- **Your task**: Rewrite every line from the one containing "Given the following" down to the end of the items, keeping the requests unchanged, and shift each bounding-box coordinate in the answers up by 64.

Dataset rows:
***

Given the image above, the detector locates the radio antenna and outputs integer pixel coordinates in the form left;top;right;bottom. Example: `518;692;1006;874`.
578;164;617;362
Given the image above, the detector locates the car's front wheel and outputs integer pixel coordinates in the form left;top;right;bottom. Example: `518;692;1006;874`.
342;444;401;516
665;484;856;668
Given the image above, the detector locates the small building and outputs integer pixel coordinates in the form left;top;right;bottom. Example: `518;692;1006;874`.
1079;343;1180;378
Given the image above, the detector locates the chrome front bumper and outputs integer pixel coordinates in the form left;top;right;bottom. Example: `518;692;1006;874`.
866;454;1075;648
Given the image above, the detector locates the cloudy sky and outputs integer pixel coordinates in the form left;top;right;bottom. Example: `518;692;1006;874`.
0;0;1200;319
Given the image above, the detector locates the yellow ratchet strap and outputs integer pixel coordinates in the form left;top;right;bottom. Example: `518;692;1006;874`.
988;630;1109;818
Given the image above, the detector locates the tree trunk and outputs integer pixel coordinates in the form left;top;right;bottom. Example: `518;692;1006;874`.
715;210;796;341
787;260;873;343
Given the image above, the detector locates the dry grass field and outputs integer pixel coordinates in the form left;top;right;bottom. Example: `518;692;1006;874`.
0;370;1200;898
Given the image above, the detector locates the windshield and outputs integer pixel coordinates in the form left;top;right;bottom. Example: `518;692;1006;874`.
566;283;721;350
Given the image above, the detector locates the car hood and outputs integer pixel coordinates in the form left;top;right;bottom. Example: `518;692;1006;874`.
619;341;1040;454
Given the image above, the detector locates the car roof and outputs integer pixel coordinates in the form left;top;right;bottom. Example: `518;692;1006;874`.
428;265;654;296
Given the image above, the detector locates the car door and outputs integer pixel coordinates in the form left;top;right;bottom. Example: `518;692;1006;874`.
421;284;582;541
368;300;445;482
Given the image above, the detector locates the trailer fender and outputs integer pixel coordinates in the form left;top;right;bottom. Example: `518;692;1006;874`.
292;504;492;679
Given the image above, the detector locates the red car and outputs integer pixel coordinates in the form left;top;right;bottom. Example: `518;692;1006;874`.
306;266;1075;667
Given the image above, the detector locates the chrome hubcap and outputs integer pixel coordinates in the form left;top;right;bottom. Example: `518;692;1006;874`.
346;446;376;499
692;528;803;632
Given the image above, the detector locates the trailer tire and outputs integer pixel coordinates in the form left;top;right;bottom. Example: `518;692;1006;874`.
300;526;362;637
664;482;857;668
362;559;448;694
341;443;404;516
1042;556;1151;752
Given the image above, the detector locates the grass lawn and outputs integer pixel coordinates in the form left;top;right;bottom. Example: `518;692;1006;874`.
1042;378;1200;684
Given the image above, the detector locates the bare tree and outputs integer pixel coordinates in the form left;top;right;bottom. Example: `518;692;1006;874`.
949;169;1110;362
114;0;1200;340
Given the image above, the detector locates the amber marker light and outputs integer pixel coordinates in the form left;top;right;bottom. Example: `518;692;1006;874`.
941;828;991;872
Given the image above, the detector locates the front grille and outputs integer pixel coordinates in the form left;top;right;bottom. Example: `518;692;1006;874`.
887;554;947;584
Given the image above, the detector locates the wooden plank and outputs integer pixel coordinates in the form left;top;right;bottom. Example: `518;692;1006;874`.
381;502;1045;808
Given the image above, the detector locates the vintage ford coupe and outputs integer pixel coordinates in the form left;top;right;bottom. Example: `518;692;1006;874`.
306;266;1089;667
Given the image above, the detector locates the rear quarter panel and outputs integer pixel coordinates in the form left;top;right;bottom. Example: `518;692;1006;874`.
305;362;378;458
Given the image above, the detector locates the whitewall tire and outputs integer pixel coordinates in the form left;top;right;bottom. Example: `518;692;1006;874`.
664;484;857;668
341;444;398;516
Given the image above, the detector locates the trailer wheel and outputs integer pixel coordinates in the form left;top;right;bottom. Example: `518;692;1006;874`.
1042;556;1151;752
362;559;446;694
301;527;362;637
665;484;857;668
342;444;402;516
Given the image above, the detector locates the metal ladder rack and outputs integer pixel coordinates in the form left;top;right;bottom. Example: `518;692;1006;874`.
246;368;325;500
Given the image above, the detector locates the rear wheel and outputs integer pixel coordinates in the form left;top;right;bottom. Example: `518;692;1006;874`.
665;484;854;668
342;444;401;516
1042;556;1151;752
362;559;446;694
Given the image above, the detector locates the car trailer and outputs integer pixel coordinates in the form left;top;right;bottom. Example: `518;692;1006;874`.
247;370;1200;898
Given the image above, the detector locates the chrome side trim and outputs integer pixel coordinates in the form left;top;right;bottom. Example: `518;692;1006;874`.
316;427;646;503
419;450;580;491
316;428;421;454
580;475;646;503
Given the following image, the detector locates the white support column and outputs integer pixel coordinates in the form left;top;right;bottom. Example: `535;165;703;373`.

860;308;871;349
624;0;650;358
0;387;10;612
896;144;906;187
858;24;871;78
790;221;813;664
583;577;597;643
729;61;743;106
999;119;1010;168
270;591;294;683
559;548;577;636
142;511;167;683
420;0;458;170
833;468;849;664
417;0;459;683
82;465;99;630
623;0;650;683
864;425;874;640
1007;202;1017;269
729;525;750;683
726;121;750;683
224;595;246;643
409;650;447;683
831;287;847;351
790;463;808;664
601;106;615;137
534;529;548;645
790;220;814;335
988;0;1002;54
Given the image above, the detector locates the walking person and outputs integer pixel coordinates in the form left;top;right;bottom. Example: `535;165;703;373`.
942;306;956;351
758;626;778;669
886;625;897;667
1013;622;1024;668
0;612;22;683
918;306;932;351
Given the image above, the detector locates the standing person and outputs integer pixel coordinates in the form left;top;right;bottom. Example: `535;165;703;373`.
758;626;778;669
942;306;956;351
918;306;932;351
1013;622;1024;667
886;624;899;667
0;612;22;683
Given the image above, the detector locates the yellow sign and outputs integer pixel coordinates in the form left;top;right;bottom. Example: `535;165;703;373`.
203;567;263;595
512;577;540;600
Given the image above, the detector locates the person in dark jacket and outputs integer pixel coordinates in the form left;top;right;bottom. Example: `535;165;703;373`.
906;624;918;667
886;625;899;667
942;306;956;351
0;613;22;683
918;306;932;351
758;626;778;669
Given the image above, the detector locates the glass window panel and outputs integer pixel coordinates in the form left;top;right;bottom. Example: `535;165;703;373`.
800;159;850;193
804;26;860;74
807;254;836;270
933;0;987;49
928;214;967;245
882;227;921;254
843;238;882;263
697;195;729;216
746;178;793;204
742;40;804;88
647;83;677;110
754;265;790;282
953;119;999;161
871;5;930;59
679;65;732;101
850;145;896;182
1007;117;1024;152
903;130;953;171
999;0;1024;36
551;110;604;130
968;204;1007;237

***

- **Result for this exercise**:
Given the following image, the detector locates the white support column and outputs integer pixel coordinates in the form left;top;right;bottom. Example: `535;165;703;373`.

924;372;935;413
688;64;714;422
64;451;74;676
960;208;970;251
922;88;935;142
854;285;877;728
647;641;661;707
793;125;807;170
1063;183;1074;232
334;655;358;747
623;612;641;700
206;575;231;747
484;64;522;234
897;532;913;728
481;64;523;747
146;529;163;694
687;64;714;747
928;489;938;704
1071;266;1081;333
793;589;814;747
790;185;814;747
288;659;310;707
473;714;511;747
895;351;911;415
854;527;872;728
665;170;679;201
598;593;612;709
854;284;878;399
1052;64;1066;118
Given the image above, the detector locates the walking person and outputs integer pixel coordinates in the form left;top;right;bottom. Example: `535;165;703;373`.
1006;370;1020;415
822;690;842;733
950;689;961;731
1077;686;1088;732
64;676;86;747
982;370;996;415
Given the image above, the detector locates the standing person and outputs integer pixel coordinates in the form left;top;right;bottom. Example: `535;165;703;373`.
822;690;842;733
1006;370;1020;415
982;370;996;415
1077;686;1088;731
950;688;963;731
64;676;86;747
Given the image above, the detector locates the yellow sign and outputs integer pixel coordinates in the form left;top;right;bottom. Example: `535;165;703;373`.
267;631;327;659
576;641;604;664
Given the image above, the detector locates the person in dark jacket and outputs integer pixel coordinates in the form left;top;right;bottom. Example: `535;165;703;373`.
970;688;982;731
950;689;963;731
1006;370;1020;415
64;677;86;747
982;370;996;415
822;690;842;733
Given the image above, the detector locates the glass window panel and outputs integer pixel coordinates in the form left;top;right;bottom. Example: `535;165;703;373`.
864;223;914;257
868;90;924;138
871;318;900;334
997;64;1051;113
992;278;1031;309
946;291;985;318
907;302;946;327
761;259;793;280
810;242;857;268
806;104;868;152
711;147;741;174
818;329;854;346
1017;183;1063;225
935;69;994;123
743;129;796;165
914;209;960;246
1071;181;1088;216
967;194;1017;235
1063;64;1088;100
615;174;668;194
1032;268;1071;301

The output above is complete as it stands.